What is needed is the number of lines below that contain the string "blue", with no other text.

++++

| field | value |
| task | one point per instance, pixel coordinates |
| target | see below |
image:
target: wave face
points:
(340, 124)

++++

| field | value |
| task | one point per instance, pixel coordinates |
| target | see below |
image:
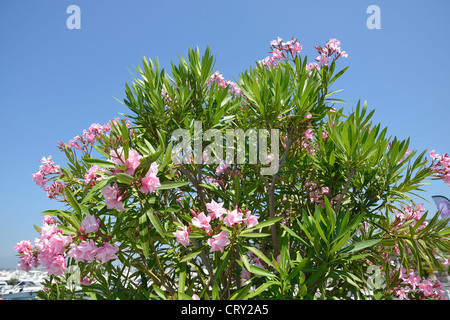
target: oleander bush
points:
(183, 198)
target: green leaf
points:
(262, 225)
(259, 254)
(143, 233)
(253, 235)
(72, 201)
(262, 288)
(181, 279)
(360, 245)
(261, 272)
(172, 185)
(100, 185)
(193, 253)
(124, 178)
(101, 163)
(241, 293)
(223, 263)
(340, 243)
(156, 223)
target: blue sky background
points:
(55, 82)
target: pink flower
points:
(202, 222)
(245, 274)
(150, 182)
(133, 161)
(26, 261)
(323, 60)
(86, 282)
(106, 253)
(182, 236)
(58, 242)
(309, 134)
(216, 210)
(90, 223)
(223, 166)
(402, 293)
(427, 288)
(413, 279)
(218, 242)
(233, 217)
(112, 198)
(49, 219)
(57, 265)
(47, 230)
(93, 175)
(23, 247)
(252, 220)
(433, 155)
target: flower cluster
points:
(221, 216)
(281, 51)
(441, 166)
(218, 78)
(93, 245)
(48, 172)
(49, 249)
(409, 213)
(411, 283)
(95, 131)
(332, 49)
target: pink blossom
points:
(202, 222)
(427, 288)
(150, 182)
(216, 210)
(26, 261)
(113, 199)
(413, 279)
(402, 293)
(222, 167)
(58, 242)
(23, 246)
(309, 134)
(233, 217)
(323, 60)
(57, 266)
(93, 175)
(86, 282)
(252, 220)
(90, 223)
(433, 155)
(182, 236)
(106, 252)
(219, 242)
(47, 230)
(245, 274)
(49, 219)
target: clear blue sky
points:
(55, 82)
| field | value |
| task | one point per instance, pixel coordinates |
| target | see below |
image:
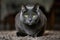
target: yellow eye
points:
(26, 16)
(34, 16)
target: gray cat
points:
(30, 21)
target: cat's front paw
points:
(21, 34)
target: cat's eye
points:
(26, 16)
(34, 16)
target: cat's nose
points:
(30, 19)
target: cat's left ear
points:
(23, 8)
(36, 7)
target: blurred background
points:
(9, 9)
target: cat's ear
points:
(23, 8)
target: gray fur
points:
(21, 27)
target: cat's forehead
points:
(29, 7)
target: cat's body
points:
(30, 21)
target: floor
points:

++++

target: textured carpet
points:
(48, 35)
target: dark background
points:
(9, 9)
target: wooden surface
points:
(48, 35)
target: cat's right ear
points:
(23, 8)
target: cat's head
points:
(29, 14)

++++

OUTPUT: 2